** Opening PROVIDED RECORDS block **
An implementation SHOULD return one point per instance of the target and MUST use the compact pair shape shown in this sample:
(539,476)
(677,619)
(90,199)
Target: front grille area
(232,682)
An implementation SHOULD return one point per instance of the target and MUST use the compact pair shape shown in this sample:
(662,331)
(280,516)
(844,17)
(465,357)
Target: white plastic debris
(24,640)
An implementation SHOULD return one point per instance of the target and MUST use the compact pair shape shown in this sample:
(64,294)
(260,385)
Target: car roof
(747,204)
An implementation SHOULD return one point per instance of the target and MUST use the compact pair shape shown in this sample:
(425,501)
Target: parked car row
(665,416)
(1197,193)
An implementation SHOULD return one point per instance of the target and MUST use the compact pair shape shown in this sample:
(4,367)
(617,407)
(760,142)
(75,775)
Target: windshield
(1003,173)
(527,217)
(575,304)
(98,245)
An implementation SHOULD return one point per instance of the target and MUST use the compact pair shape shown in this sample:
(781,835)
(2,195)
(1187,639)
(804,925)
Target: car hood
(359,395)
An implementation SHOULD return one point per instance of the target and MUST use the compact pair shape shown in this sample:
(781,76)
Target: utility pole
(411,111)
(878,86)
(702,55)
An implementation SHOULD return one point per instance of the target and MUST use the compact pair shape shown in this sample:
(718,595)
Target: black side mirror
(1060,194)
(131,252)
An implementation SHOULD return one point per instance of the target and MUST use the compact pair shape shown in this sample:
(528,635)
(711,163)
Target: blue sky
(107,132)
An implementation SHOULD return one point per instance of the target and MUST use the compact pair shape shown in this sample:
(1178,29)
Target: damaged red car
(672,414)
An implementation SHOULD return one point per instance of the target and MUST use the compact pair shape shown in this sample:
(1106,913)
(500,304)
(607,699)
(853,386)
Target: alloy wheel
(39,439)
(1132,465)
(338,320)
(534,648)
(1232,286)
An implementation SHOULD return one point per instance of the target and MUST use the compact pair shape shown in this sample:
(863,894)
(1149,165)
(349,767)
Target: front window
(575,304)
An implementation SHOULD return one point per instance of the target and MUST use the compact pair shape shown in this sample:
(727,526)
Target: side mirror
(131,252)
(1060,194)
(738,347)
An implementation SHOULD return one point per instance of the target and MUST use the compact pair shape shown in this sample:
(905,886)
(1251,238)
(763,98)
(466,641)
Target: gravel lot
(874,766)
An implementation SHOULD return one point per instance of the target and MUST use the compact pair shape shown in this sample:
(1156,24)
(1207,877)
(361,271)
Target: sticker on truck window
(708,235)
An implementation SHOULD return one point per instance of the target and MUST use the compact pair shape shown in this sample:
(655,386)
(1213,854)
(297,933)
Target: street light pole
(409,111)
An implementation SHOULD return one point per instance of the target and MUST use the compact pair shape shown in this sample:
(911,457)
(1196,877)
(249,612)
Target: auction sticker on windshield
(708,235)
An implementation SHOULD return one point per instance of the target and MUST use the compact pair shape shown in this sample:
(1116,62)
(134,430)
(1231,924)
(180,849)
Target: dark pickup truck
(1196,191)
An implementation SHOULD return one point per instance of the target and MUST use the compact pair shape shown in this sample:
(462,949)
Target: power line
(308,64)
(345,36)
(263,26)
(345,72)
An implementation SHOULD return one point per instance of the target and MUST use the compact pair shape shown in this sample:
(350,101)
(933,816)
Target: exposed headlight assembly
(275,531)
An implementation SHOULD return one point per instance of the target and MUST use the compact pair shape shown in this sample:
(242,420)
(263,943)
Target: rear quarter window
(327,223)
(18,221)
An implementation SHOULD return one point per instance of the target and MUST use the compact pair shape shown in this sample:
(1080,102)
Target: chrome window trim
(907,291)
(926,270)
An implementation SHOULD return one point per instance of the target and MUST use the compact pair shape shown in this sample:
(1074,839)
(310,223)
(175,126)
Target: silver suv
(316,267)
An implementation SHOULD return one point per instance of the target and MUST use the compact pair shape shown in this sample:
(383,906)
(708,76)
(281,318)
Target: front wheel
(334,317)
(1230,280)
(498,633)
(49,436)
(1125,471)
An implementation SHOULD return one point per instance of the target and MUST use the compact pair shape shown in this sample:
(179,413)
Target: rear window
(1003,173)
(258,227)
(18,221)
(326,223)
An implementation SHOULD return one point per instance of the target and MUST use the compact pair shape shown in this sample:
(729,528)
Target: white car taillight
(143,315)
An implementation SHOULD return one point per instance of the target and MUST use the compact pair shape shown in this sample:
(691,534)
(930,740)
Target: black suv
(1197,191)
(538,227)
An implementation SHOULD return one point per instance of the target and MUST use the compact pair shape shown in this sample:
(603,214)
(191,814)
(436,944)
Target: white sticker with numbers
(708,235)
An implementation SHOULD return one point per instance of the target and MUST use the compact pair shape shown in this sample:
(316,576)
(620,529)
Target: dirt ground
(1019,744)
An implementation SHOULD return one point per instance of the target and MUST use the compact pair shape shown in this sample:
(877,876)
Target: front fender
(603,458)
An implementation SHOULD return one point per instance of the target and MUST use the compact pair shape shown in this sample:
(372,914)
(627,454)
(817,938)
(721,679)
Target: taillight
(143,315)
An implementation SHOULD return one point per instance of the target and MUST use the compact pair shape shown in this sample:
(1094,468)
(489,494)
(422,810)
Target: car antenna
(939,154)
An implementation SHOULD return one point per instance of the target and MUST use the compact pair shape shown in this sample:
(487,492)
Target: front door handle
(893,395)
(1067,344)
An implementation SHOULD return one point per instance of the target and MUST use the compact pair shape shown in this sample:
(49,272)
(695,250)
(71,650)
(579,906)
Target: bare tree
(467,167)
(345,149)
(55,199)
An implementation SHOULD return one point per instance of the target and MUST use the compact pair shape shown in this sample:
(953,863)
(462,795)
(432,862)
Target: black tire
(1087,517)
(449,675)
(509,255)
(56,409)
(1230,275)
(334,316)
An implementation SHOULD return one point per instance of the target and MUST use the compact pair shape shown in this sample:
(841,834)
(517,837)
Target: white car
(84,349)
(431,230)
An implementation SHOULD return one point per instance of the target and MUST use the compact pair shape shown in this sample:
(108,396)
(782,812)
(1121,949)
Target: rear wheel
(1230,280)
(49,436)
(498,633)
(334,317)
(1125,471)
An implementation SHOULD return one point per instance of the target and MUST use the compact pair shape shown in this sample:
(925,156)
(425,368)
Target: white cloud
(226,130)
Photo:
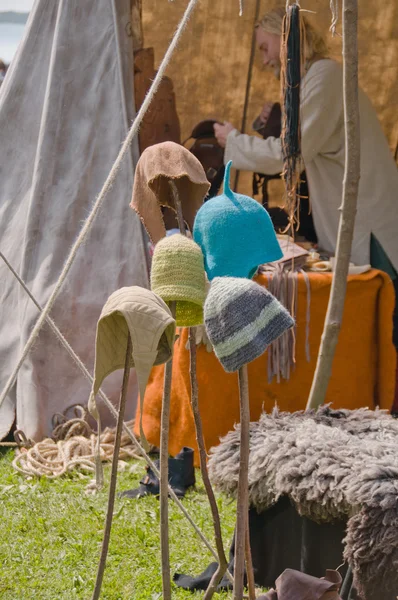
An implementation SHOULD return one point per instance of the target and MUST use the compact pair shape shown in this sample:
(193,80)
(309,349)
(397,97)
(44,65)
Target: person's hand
(221,132)
(265,113)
** Closing PROVIDED RECORDS block **
## TASK STATEMENT
Write out the listing above exactly, images omitted.

## RESPONSE
An implementation SHOULD return one point per instance of the target and MUST use the compact pair shape shown in this sample:
(539,476)
(677,619)
(90,199)
Target: front grille area
(232,682)
An implementation SHOULD return one point per instance of the target and MUST use the compact pair shape shown in this sample:
(662,331)
(280,516)
(844,17)
(465,357)
Target: white plastic debris
(24,640)
An implementation SHOULD return one point per instance of the target and MUST use the compact pair shape shown in this sample:
(64,294)
(260,385)
Target: car roof
(747,204)
An implementation SHOULD return one point per instance of the target and MUST use the compact pair shape shown in this sample:
(425,501)
Target: parked car row
(665,416)
(1197,193)
An implementation SHOULD return one point per instance of the target and MUST use the compact pair shape shown in this sample:
(4,367)
(617,407)
(760,142)
(75,775)
Target: windshield
(1003,173)
(527,217)
(575,304)
(98,245)
An implementation SHOULD return one point per instance of the target and MUST use the compact pair shape shown in this sample:
(781,835)
(2,195)
(1187,639)
(804,925)
Target: car hood
(359,395)
An implementation SHOULD return one point per instance of the target and MUST use the compact pair shape shown in this sample:
(781,76)
Target: utility pole
(411,111)
(878,86)
(702,55)
An implementation SHOULD return one point per instance of the target and MUST use the compact pair shape shown in this sample:
(718,595)
Target: black side mirror
(1060,194)
(131,252)
An implementation SHOULD return one point per instance of the target and MUST use the compact pair shape shown in this sample:
(528,635)
(711,163)
Target: blue sky
(107,132)
An implementation SHOULD return one point per instance of the target and MUST use the compact pair shape shown in this sample:
(1178,29)
Target: damaged red car
(672,414)
An implementation SHOULD return one point per instance of the target and MUST use the compact pair shape shown in this sample:
(1106,913)
(500,304)
(607,699)
(853,386)
Target: alloy wheel
(39,439)
(1132,465)
(338,320)
(534,648)
(1232,286)
An implementation SHOULD return one point per instance of the target and MUST use the compact pair shape shown in this sample:
(863,894)
(1149,165)
(349,767)
Target: front window
(575,304)
An implementation SHOULD return one point per instance of the target and MUST use the compact pair shape shown in this sample:
(727,526)
Target: side mirror
(131,252)
(1060,194)
(738,347)
An implementation SHOULD return one point per instance of the target and MUST use the compact pair shape shown in this sample:
(905,886)
(1251,238)
(763,98)
(466,641)
Target: gravel lot
(874,766)
An implementation SHOULD return one point per instance of the target and MUST use the compact pair shape shown in this sample:
(1156,24)
(1207,877)
(361,271)
Target: sticker on truck window
(708,235)
An implementation SHOULD return one point per instance of the target and MUST use the compact pair shape shown in this sample:
(655,386)
(1213,854)
(297,933)
Target: street light pole
(409,111)
An implementation SHOULD return one point per instance of the target and MUST use the compact pair shape shown in this sample:
(911,457)
(1196,877)
(249,612)
Target: auction sticker on windshield
(708,235)
An implementation SHOULD return one point per instance of the target and MUST use the compact pair shape shown in this sample:
(1116,62)
(134,430)
(1231,924)
(180,849)
Target: dark pickup truck
(1196,191)
An implementation SHOULD return one point per instance of the target and MUST use the compact pair shape shown in this sample:
(462,949)
Target: power line
(308,64)
(345,36)
(263,26)
(345,72)
An implementation SHOULD return one point per instance of the target and MUST use the compact pair shape shown in this sample:
(350,101)
(933,816)
Target: exposed headlight assembly
(275,531)
An implementation SHOULD return one point per instance of the target and MUST use the compact pair shape shown in this sample:
(242,420)
(263,943)
Target: rear quarter window
(327,223)
(18,221)
An implementation SHOULD return one point per instance of the target and MUST use the compact pair shape shown in this sample:
(1080,102)
Target: chrome window trim
(907,291)
(926,270)
An implementation SHOULD return one point per instance of the target and MUST use the compact pair shape shown in this sample:
(1074,839)
(310,223)
(175,126)
Target: silver suv
(316,267)
An implementation SHOULD return one point per instance of the target and MUST use the compact pair shape shown in this sample:
(383,906)
(708,76)
(281,318)
Target: front wheel
(334,317)
(1230,280)
(498,633)
(49,436)
(1125,471)
An implementation SHOULD return one point per instance of the target and MUST use the compact pair shape shown in this sample:
(179,413)
Target: rear window
(1003,173)
(258,227)
(18,221)
(326,223)
An implementation SHOULD return one point per instance of the target and MUST use the compact pair shape shown in this sample:
(729,528)
Target: white car taillight
(143,315)
An implementation SHOULD return one point per instance of the target and MUST use the compact pair shape shown in this sample:
(691,534)
(930,740)
Target: black suv
(1197,191)
(538,227)
An implementation SHOULD return one point per instance of the target and MUST use the compact pair shape shown in this sample:
(603,214)
(191,814)
(436,944)
Target: white sticker with numbers
(708,235)
An implementation SHOULD return one point per instance of the target and MUST use the compact pair shape shown in this sample:
(316,576)
(620,529)
Target: dirt ground
(1019,744)
An implementation SHOULD return one point per instance of the target and MUST use the compact pair shape shown in this sample:
(877,876)
Target: front fender
(603,458)
An implementation SHOULD return one point per instance of the target and MUST use the compact pair shape shown in this sample:
(372,914)
(627,454)
(817,938)
(721,679)
Target: taillight
(143,315)
An implementation SHOULD return one point per instance of the target and MUST use the compact pair shape shown in this sample:
(1094,468)
(489,494)
(422,810)
Target: car antenna
(939,154)
An implementation SHOULD return one point per instance of the target and MUST use the compact pair shape shown in this sample:
(487,492)
Target: front door handle
(893,395)
(1067,344)
An implementation SHOULD return one point per instance of the target and MUST use the compact pair shape shown in this sample:
(49,272)
(695,250)
(71,650)
(579,906)
Target: bare tree
(467,167)
(345,149)
(55,199)
An implementation SHOULD return one point per instance of the target and MUST use the compact pair shape shown in this sample:
(953,863)
(462,795)
(432,862)
Target: black tire
(1087,517)
(449,675)
(509,255)
(56,409)
(1230,275)
(334,316)
An implementation SHOULD return one point per instance of the target and MUST use the compact pair shape shown in this sample:
(841,834)
(517,837)
Target: white car
(84,349)
(431,230)
An implementation SHOULD return one point per instance of the target and MUST use the compact pair shape shown in this sample:
(108,396)
(782,812)
(1121,949)
Target: rear wheel
(1230,280)
(49,436)
(498,633)
(334,317)
(1125,471)
An implementation SHOULD return one point per instance of the target and MUST use the compact pair shape shown in this sample:
(925,156)
(425,368)
Target: white cloud
(226,130)
Photo:
An implementation SHOULD return one point per instance of the target and MUST use the compact pair shape shown in this sample:
(193,80)
(309,349)
(397,97)
(44,65)
Target: person's hand
(221,132)
(265,113)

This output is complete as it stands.